### Task prompt:
Can you give every line of the data below as a JSON list of strings, one string per line, leaving out any blank lines?

### Dataset records:
▼▼▼

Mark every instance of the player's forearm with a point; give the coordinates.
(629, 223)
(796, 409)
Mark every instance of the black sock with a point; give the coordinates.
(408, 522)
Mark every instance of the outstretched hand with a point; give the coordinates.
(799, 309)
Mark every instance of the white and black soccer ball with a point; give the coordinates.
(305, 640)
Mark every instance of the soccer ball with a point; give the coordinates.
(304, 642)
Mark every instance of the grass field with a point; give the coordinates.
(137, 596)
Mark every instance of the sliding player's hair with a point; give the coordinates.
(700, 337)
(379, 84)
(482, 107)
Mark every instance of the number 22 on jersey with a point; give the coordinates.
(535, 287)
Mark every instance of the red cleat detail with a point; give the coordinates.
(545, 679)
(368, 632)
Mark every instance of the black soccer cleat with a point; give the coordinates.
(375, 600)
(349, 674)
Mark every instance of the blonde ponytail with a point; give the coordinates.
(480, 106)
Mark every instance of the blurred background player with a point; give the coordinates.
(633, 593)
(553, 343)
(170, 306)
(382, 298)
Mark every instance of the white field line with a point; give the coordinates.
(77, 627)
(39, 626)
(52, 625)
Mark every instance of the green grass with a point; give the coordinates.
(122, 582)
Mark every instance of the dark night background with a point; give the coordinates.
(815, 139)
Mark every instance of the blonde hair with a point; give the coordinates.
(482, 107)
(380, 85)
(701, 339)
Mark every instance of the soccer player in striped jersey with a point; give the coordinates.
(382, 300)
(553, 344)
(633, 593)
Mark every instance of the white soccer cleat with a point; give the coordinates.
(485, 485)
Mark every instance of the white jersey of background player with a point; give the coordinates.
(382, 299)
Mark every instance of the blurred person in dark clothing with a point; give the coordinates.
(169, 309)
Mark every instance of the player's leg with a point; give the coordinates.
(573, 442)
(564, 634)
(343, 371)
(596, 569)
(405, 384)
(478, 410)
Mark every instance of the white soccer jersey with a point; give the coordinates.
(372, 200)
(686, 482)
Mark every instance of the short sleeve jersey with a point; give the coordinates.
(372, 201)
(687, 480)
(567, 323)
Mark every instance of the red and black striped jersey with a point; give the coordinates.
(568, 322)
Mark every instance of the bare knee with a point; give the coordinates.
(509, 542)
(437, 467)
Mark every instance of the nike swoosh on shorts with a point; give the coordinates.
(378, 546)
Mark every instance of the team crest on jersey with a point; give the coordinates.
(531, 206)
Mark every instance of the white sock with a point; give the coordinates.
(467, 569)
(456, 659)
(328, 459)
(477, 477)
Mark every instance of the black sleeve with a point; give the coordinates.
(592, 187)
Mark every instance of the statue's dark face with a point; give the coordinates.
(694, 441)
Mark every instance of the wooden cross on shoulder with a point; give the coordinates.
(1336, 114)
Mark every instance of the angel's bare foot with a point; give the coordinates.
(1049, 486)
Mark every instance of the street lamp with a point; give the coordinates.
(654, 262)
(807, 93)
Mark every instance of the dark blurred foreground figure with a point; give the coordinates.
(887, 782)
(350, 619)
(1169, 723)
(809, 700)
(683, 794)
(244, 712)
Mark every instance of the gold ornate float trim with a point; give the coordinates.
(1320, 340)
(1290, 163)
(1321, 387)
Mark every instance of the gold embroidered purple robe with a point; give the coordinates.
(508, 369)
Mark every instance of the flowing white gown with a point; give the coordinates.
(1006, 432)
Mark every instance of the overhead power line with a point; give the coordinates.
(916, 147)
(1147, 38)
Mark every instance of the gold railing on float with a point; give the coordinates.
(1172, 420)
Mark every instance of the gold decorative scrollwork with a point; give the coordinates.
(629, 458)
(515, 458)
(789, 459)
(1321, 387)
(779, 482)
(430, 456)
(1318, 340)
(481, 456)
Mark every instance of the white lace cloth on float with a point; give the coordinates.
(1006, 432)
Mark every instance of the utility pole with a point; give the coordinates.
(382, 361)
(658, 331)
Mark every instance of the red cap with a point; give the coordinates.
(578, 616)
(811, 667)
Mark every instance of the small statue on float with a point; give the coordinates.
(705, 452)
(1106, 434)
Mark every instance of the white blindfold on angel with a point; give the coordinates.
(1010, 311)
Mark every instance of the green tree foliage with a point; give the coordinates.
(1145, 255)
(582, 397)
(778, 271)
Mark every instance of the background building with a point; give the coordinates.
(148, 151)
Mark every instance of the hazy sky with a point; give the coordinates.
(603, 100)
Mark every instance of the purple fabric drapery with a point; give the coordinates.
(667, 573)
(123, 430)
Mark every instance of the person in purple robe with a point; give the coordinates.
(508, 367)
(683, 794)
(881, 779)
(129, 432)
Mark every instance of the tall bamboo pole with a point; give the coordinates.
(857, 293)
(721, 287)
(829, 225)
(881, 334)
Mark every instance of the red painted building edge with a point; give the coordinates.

▲▲▲

### Correct response:
[
  "Mark every instance of the player's forearm with a point; give the coordinates.",
  "(629, 223)",
  "(796, 409)",
  "Mark every instance of the black sock with a point; give the coordinates.",
  "(408, 522)",
  "Mark every instance of the outstretched hand with a point; give the coordinates.",
  "(799, 309)",
  "Mark every instance of the white and black soccer ball with a point; give the coordinates.",
  "(305, 640)",
  "Mark every instance of the soccer ball with a point; give the coordinates.",
  "(304, 642)",
  "Mark every instance of the grass field with a point; give the coordinates.",
  "(137, 596)",
  "Mark every instance of the sliding player's hair with a point; give the coordinates.",
  "(700, 337)",
  "(379, 84)",
  "(482, 107)",
  "Mark every instance of the number 22 on jersey with a point; give the coordinates.",
  "(535, 287)",
  "Mark every instance of the red cleat detail with a point; give the coordinates.",
  "(545, 679)",
  "(368, 632)",
  "Mark every instance of the black soccer cleat with a point; give the coordinates.",
  "(375, 600)",
  "(349, 674)",
  "Mark every instance of the blonde ponytail with a point; give the coordinates.",
  "(480, 106)",
  "Mark every instance of the blurred background player with a point; give the coordinates.",
  "(633, 593)",
  "(553, 343)",
  "(170, 306)",
  "(382, 298)",
  "Mark every instance of the white field line with a point; give the coordinates.",
  "(77, 627)",
  "(39, 626)",
  "(52, 625)",
  "Mark every instance of the green grass with a point; give the coordinates.",
  "(122, 582)",
  "Mark every instance of the dark night background with a point; give the coordinates.",
  "(815, 139)",
  "Mark every instance of the blonde hair with a point; give the coordinates.",
  "(482, 107)",
  "(380, 85)",
  "(701, 339)",
  "Mark every instance of the soccer player in striped jersey with a point; give the coordinates.",
  "(382, 300)",
  "(553, 344)",
  "(633, 593)",
  "Mark every instance of the white soccer cleat with a point; give the coordinates.",
  "(485, 485)",
  "Mark every instance of the white jersey of background player with a point; give the coordinates.",
  "(382, 299)",
  "Mark every instance of the blurred person in dark clothing with a point; give the coordinates.",
  "(169, 309)",
  "Mark every instance of the player's leg with a point; give the coordinates.",
  "(573, 442)",
  "(564, 634)",
  "(343, 371)",
  "(596, 569)",
  "(405, 384)",
  "(478, 410)",
  "Mark every instance of the white soccer jersey with a point; give the coordinates.",
  "(372, 200)",
  "(686, 482)",
  "Mark every instance of the short sleeve jersey with a point; give the coordinates.",
  "(372, 201)",
  "(687, 480)",
  "(567, 323)",
  "Mark every instance of the red and black striped jersey with a point; give the coordinates.",
  "(568, 322)",
  "Mark every instance of the bare knee with a point; give the coordinates.",
  "(509, 542)",
  "(437, 467)",
  "Mark every instance of the nike swoosh on shorts with a point; give the coordinates.",
  "(378, 546)",
  "Mark every instance of the team crest on jersey with a point; give the coordinates.",
  "(531, 206)",
  "Mark every instance of the white sock with a point; give the coordinates.",
  "(467, 569)",
  "(456, 659)",
  "(328, 459)",
  "(477, 477)",
  "Mark every instance of the black sleeve with a point; give the coordinates.",
  "(592, 187)",
  "Mark every instance of the statue's dark face with a point; give the coordinates.",
  "(694, 441)",
  "Mark every instance of the wooden cross on shoulder with a point; give the coordinates.",
  "(1336, 114)",
  "Mark every instance of the angel's bare foot with a point; give the coordinates.",
  "(1049, 486)",
  "Mark every instance of the street lamp with a point; give the coordinates.",
  "(654, 262)",
  "(807, 93)",
  "Mark every instance of the dark blurred foreground figure with a point; give the coordinates.",
  "(887, 782)",
  "(350, 619)",
  "(1169, 723)",
  "(809, 700)",
  "(683, 794)",
  "(244, 712)",
  "Mark every instance of the gold ornate float trim with a point; give the coordinates.",
  "(1320, 340)",
  "(1290, 163)",
  "(1321, 387)",
  "Mark every instance of the gold embroidered purple robe with a point; give the coordinates.",
  "(508, 369)",
  "Mark every instance of the flowing white gown with a point; give the coordinates.",
  "(1006, 432)",
  "Mark every instance of the overhead power line with a point; give the coordinates.",
  "(916, 147)",
  "(1147, 38)",
  "Mark every instance of the gold railing on float with a point; give the coordinates.",
  "(1172, 420)",
  "Mark every instance of the gold decorative scrollwork with a point; give the coordinates.",
  "(629, 458)",
  "(515, 458)",
  "(789, 459)",
  "(1321, 387)",
  "(779, 482)",
  "(430, 456)",
  "(1318, 340)",
  "(481, 456)",
  "Mark every instance of the white lace cloth on float with a point; give the coordinates.",
  "(1006, 432)",
  "Mark every instance of the utility pole with a point; give the coordinates.",
  "(382, 361)",
  "(658, 331)",
  "Mark every instance of the red cap with a point; give the coordinates.",
  "(578, 616)",
  "(811, 667)",
  "Mark every instance of the small statue on float with a point; give the coordinates.",
  "(705, 452)",
  "(1106, 434)",
  "Mark every instance of the white blindfold on angel with a point; give the coordinates.",
  "(1010, 311)",
  "Mark every instance of the green tree foliage with a point; give the coordinates.",
  "(1145, 255)",
  "(582, 397)",
  "(778, 271)",
  "Mark every instance of the background building with a point; give the coordinates.",
  "(148, 151)",
  "Mark every instance of the hazy sky with a point; give the coordinates.",
  "(603, 100)",
  "Mark every instance of the purple fabric drapery with a point; give the coordinates.",
  "(667, 573)",
  "(123, 430)",
  "Mark every instance of the person in purple robe with a point; give the coordinates.",
  "(508, 367)",
  "(683, 794)",
  "(881, 779)",
  "(129, 432)",
  "Mark every instance of the tall bamboo pole with a point; give the coordinates.",
  "(857, 293)",
  "(721, 287)",
  "(829, 225)",
  "(881, 334)",
  "Mark every instance of the red painted building edge with a point; give the coordinates."
]